REQUIREMENT:
Each line in the records below that has the word "marker" should be copied.

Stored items
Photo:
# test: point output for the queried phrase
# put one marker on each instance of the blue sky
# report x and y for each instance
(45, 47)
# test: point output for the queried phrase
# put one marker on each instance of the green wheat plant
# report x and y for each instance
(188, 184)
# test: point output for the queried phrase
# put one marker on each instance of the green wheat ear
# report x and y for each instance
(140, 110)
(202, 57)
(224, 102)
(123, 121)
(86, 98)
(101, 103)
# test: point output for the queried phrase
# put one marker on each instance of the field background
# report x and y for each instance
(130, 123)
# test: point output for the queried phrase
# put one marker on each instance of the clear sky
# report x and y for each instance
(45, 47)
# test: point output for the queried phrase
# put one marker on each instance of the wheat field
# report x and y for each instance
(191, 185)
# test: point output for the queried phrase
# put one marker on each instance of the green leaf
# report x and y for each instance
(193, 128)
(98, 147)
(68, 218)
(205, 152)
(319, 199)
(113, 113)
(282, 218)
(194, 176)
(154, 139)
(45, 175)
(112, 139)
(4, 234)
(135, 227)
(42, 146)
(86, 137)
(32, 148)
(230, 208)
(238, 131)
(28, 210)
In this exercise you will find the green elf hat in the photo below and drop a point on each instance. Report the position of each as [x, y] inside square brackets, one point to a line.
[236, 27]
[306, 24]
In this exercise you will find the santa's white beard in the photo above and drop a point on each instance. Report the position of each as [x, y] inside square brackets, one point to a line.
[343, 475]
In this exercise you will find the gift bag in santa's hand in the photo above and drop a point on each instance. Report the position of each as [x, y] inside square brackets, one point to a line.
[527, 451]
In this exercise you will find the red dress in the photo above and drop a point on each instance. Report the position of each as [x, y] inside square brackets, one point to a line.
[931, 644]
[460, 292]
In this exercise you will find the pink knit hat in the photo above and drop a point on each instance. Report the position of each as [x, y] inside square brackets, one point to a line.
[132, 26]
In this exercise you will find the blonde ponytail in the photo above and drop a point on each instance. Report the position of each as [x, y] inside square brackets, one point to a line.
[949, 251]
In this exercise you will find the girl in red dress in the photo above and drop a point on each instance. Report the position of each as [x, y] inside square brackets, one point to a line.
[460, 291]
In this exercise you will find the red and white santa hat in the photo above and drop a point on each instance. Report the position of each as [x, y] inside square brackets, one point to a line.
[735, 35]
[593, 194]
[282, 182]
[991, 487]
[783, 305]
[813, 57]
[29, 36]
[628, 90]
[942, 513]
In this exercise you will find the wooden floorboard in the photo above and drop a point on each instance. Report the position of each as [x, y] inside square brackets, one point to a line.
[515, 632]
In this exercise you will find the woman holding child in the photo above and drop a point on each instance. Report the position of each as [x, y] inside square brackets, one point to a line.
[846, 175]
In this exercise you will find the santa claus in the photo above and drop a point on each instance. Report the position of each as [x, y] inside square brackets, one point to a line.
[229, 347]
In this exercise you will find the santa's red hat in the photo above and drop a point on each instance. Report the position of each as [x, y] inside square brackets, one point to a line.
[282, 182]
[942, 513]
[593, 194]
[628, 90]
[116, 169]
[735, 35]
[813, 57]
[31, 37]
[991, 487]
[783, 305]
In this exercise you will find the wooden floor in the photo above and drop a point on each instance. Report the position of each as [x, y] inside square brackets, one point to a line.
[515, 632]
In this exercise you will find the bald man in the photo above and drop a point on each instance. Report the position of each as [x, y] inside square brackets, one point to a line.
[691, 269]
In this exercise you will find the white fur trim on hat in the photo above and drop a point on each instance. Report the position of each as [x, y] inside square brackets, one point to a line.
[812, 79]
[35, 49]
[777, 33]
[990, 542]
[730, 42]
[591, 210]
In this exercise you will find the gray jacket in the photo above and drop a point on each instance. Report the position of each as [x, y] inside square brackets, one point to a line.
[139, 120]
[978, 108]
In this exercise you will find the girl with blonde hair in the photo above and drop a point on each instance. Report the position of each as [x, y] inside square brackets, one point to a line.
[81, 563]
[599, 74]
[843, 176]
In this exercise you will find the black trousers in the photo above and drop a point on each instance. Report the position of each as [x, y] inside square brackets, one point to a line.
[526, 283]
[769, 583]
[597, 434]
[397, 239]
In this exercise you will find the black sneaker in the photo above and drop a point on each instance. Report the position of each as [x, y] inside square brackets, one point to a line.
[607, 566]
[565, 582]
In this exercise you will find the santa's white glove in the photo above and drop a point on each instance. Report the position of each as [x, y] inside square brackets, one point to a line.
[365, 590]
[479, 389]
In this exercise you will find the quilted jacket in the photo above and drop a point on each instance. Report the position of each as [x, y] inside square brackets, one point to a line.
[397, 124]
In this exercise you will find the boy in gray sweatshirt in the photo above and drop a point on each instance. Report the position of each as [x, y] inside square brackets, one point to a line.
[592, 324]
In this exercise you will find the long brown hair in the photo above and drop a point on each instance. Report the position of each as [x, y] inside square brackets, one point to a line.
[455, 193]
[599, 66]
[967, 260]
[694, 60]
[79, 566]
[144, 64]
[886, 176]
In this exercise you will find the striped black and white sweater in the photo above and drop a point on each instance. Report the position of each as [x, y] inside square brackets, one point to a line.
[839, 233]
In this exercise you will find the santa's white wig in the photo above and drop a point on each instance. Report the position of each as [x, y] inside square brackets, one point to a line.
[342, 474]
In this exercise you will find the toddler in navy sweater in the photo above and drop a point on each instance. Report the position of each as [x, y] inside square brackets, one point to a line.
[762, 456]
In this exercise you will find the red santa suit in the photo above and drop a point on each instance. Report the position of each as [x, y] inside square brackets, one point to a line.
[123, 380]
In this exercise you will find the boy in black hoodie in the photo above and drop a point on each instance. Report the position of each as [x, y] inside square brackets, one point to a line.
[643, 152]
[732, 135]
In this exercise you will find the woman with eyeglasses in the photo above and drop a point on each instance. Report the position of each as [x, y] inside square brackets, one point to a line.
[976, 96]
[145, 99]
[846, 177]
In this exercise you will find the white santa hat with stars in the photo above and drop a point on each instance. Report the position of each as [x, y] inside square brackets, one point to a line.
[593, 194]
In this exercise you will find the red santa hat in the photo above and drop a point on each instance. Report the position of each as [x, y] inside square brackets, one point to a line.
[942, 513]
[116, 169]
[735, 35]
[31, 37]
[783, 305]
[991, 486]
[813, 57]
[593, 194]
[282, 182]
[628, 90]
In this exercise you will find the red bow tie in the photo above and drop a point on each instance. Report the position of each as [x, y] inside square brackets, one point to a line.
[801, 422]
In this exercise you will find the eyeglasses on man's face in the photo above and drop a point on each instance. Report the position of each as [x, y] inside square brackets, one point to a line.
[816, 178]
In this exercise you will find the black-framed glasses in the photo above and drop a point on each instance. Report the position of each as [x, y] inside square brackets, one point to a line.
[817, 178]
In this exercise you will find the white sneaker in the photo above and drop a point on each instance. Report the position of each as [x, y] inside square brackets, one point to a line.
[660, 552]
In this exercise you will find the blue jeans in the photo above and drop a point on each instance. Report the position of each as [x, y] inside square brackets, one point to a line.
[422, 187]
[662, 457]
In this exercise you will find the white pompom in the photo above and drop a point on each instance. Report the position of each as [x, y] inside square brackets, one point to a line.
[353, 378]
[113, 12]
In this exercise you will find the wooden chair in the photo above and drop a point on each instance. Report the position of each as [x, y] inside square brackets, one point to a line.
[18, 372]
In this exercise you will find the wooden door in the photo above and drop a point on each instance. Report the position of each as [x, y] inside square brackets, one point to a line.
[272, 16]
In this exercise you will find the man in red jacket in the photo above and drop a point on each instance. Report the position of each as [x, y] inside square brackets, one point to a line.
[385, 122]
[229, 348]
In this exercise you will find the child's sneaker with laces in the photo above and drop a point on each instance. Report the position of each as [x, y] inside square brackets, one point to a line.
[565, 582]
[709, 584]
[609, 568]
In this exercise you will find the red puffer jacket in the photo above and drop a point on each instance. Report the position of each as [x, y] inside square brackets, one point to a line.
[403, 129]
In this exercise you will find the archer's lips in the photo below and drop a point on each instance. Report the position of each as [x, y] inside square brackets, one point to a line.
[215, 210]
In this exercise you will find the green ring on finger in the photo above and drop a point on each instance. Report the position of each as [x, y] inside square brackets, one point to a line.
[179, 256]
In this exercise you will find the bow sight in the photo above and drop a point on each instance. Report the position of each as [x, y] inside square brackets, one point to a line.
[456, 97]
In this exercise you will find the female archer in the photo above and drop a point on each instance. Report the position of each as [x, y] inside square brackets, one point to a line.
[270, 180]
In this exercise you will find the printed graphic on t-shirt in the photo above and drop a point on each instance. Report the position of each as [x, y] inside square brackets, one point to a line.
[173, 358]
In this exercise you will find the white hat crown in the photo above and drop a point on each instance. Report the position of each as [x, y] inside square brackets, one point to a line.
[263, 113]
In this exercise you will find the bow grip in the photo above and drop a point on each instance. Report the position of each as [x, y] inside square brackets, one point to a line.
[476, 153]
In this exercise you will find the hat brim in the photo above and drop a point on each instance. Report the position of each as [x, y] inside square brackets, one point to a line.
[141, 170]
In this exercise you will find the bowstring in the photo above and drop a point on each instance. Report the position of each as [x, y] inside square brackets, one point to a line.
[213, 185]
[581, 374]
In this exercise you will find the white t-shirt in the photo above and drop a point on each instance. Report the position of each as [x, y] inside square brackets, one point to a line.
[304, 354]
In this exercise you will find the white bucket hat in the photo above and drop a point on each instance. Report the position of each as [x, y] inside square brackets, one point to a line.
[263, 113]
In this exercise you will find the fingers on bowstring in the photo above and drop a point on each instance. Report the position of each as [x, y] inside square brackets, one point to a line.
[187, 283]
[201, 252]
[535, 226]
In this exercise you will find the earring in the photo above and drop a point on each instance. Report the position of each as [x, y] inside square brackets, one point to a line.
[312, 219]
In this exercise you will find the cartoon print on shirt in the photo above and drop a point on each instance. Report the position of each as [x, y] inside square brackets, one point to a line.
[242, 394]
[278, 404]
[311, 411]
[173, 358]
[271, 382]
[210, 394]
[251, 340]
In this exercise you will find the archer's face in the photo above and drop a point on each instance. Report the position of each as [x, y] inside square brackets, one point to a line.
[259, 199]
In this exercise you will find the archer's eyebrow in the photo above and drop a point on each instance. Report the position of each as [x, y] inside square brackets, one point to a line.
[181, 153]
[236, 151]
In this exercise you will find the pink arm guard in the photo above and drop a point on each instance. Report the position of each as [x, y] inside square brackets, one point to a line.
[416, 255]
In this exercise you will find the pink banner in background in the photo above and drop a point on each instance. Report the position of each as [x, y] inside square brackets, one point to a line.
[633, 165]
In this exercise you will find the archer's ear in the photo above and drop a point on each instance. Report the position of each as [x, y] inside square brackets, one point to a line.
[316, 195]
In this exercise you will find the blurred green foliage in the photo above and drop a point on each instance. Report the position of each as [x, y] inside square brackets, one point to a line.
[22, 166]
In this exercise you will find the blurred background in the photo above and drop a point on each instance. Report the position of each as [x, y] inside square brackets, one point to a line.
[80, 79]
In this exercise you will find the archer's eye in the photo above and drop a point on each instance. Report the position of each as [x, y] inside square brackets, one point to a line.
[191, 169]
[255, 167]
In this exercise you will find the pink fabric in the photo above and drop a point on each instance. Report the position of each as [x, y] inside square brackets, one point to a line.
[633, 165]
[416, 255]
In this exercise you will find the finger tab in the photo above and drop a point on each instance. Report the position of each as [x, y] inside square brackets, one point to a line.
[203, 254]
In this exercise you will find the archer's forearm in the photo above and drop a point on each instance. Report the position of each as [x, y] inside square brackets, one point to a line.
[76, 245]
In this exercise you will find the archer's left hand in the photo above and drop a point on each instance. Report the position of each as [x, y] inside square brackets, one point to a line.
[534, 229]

ANSWER TO THE PROBLEM:
# put one marker on each instance of the blue sky
# put one marker on each instance of the green wheat plant
# put one marker on each instance of the green wheat ear
# put one marker on each instance of the field background
# put one marker on each instance of the clear sky
# put one marker on each instance of the wheat field
# put one marker on each instance of the green leaf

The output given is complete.